_What this task involves_
The data below should be copied over with complete accuracy.

___ Given records ___

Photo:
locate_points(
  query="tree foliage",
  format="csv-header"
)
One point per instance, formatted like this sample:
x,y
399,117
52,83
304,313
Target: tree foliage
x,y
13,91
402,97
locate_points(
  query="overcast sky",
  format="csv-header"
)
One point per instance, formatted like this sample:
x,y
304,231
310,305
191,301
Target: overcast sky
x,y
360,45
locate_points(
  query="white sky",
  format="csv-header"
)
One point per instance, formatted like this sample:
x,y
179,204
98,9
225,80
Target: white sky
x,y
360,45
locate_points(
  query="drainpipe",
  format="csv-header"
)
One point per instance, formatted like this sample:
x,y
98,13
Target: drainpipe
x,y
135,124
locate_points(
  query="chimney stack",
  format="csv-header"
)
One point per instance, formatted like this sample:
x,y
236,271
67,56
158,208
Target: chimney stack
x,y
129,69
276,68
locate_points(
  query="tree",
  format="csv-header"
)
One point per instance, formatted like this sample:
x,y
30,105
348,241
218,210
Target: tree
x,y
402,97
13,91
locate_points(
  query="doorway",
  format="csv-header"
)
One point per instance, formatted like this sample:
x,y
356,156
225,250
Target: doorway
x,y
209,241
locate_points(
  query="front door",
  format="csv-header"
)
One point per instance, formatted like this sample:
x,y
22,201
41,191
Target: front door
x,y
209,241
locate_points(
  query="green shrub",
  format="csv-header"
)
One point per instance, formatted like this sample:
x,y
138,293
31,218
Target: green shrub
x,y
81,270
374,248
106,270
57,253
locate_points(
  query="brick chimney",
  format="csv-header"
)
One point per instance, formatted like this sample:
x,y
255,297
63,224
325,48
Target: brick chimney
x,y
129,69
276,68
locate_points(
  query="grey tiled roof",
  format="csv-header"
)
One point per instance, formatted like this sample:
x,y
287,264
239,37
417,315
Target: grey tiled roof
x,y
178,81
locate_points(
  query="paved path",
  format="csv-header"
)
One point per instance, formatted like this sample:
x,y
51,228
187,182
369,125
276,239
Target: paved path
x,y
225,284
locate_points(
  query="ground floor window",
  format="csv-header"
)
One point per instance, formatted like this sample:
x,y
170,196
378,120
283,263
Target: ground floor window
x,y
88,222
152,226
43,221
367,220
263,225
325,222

___

_Answer to the exercise_
Photo:
locate_points(
  query="tree foliage",
  format="csv-header"
)
One point per instance, formatted like this sample:
x,y
399,117
52,83
304,313
Target: tree foliage
x,y
13,91
402,97
locate_points(
  query="overcast sky",
  format="csv-header"
)
One point per instance, formatted like this sample:
x,y
304,231
310,305
191,301
Target: overcast sky
x,y
360,45
locate_points(
  query="white sky",
  format="csv-header"
)
One point per instance, formatted like this sample:
x,y
179,204
98,9
225,80
Target: white sky
x,y
360,45
locate_points(
  query="drainpipe",
  format="csv-header"
)
One point per instance, formatted like this sample:
x,y
98,13
Target: drainpipe
x,y
135,124
locate_points(
  query="chimney stack",
  format="csv-header"
)
One point per instance, formatted like this sample:
x,y
236,271
67,56
158,208
Target: chimney stack
x,y
129,69
276,68
locate_points(
  query="tree",
  format="csv-header"
)
One point per instance, formatted like this sample:
x,y
30,105
348,241
218,210
Target: tree
x,y
402,97
13,91
locate_points(
  query="doorway",
  format="csv-header"
)
One point per instance, formatted like this sample:
x,y
356,156
225,250
Target: doorway
x,y
209,241
locate_points(
  query="front door",
  format="csv-header"
)
One point per instance, formatted like this sample:
x,y
22,201
41,191
Target: front door
x,y
209,241
locate_points(
  query="green shrub",
  format="csv-header"
)
One point per instance, formatted like this sample:
x,y
138,293
31,218
Target: green shrub
x,y
81,270
374,248
106,270
57,253
locate_points(
  query="brick chimney",
  format="csv-header"
)
One point per instance, formatted like this sample:
x,y
255,297
63,224
325,48
Target: brick chimney
x,y
129,69
276,68
locate_points(
  query="grey tiled roof",
  format="csv-header"
)
One point per instance, formatted like this sample:
x,y
287,264
239,37
417,315
Target: grey tiled roof
x,y
178,81
locate_points(
  query="paved path",
  format="csv-header"
)
One point per instance, formatted like this sample:
x,y
51,228
187,182
369,125
276,239
Target: paved path
x,y
225,284
locate_points(
  query="ground floor window",
  format="csv-header"
)
One point per instance, formatted like this sample:
x,y
170,196
378,120
283,263
Target: ground floor window
x,y
88,222
152,226
43,221
367,220
263,225
325,222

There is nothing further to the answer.